EXERCISE DETAILS => Exactly as written, give again the line with "Detection task: identify every black helmet" and all subsequent lines through the end of the records.

SOURCE MATERIAL =>
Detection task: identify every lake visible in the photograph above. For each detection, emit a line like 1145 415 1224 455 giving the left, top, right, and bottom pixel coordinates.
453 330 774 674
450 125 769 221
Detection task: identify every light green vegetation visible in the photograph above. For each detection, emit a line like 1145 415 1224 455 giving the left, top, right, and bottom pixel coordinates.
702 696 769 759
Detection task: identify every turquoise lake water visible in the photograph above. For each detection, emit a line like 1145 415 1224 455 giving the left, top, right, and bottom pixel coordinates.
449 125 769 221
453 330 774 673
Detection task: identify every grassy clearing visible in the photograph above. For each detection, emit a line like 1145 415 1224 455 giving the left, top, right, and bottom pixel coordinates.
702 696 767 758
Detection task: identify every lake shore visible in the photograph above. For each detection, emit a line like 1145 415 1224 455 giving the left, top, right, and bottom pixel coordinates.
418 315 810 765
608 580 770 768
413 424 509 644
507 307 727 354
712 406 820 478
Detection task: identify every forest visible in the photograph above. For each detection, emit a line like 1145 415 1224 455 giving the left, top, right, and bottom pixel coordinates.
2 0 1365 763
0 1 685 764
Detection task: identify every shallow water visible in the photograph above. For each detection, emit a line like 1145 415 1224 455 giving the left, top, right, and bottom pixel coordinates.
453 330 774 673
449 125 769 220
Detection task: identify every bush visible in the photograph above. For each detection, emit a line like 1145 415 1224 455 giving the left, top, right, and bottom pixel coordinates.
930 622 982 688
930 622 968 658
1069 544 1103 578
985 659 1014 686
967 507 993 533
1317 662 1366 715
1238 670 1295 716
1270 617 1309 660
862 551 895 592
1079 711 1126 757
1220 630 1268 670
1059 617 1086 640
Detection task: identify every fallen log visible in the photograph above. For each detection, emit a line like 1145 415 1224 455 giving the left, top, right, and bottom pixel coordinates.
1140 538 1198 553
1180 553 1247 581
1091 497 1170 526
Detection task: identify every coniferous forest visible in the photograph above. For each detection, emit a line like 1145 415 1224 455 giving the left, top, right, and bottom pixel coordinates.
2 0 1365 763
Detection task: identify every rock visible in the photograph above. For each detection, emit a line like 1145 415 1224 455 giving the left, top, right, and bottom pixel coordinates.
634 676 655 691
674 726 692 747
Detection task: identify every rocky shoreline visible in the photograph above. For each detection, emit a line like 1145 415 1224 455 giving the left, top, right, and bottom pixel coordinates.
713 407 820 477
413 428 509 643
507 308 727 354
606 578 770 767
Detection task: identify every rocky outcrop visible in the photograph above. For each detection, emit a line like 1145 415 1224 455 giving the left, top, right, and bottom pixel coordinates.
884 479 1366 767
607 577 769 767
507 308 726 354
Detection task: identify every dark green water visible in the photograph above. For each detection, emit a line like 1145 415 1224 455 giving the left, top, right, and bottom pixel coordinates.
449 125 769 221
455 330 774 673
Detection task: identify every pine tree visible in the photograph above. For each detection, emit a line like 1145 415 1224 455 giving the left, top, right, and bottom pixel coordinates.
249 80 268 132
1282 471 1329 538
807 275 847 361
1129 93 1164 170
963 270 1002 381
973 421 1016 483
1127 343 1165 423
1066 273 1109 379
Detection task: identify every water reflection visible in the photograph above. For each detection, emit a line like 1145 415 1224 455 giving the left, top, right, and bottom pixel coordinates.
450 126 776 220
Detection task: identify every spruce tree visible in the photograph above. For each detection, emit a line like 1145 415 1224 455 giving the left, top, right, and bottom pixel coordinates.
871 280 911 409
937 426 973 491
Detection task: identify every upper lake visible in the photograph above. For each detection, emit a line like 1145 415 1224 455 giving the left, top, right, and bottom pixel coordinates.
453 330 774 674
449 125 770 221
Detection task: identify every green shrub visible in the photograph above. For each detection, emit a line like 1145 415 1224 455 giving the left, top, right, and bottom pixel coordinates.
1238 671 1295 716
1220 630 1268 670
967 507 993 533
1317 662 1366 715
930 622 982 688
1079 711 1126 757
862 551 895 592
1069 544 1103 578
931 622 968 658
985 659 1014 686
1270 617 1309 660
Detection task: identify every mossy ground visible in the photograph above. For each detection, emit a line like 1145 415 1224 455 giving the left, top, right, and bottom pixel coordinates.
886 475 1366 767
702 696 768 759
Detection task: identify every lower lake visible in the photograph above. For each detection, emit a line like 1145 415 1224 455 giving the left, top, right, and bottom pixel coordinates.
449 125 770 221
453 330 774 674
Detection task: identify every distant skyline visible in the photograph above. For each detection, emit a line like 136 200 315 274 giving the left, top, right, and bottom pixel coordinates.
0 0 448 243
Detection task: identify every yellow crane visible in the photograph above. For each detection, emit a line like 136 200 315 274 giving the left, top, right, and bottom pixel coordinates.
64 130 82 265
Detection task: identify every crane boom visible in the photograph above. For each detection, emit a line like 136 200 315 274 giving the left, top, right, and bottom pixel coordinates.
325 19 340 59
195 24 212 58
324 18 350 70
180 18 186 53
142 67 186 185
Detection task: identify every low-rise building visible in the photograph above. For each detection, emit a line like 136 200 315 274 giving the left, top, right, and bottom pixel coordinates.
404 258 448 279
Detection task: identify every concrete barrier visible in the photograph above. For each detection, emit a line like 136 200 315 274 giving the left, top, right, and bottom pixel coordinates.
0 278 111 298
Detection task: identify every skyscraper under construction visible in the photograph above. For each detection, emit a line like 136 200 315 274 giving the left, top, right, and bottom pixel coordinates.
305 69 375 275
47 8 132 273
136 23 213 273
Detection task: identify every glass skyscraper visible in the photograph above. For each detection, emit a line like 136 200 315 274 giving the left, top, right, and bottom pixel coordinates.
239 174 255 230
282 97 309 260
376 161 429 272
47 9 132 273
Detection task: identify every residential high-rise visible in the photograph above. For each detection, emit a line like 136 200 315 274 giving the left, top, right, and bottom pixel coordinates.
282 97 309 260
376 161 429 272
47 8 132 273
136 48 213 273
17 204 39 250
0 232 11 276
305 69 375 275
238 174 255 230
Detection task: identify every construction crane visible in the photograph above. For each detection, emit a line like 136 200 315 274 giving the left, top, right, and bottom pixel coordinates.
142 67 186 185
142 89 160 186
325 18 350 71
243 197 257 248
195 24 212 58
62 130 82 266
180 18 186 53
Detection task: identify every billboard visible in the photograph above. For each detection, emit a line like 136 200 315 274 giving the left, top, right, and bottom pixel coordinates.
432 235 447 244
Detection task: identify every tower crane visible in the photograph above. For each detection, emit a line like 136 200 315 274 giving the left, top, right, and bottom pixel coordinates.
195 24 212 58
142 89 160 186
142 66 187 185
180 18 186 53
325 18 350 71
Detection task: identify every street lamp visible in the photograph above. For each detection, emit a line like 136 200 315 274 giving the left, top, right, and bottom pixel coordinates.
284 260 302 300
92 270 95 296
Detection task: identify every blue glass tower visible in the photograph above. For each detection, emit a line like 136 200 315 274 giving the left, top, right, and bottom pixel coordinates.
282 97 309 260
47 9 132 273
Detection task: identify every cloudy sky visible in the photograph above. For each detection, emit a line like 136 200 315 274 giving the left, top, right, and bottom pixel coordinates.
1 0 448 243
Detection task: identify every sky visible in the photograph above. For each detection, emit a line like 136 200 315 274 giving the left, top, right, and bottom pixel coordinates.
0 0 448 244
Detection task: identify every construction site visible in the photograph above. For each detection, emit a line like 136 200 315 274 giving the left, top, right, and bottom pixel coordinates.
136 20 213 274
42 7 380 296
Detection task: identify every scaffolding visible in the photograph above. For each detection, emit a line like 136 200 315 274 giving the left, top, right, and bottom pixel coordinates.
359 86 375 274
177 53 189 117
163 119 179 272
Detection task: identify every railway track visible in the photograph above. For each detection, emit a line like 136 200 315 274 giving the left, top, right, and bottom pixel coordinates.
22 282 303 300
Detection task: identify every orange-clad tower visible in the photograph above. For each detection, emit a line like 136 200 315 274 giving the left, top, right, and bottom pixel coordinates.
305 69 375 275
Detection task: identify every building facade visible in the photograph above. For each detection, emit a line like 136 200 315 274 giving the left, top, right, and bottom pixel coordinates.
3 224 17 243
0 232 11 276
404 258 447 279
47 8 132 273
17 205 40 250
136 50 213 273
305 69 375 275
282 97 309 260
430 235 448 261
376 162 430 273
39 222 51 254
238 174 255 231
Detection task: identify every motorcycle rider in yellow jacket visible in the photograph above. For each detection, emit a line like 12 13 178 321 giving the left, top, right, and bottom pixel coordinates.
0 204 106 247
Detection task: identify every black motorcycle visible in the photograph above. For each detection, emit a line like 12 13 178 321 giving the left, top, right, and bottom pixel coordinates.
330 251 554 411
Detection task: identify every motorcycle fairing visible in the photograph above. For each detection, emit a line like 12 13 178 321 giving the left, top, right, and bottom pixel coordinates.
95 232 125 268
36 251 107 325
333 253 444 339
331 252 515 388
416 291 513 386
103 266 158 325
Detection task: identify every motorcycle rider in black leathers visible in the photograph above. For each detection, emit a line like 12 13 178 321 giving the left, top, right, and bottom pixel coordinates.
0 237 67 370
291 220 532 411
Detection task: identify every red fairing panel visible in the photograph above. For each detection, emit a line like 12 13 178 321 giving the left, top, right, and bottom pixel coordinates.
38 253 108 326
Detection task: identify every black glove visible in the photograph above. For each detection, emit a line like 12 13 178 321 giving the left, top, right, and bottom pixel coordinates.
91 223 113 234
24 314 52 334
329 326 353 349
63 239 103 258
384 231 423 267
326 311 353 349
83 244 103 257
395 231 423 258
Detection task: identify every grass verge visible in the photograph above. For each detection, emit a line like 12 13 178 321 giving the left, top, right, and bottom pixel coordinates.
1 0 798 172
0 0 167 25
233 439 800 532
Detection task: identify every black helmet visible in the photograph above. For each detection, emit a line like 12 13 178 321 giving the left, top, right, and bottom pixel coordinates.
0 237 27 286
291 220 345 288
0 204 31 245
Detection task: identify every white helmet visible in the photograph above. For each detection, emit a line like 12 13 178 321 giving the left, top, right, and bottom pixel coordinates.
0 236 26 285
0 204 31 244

EXERCISE RESULT =>
Detection task: identify every black helmet visible in the photograph above. For each detection, emit a line like 12 13 178 321 giving the left, top, right, and bottom pixel coordinates.
0 237 27 286
291 220 345 288
0 204 31 245
Detection task: identify every white helmet visible in the photograph above. For each detection, emit a line like 12 13 178 321 giving the left, top, right, and bottom pixel coordinates.
0 236 26 285
0 204 31 244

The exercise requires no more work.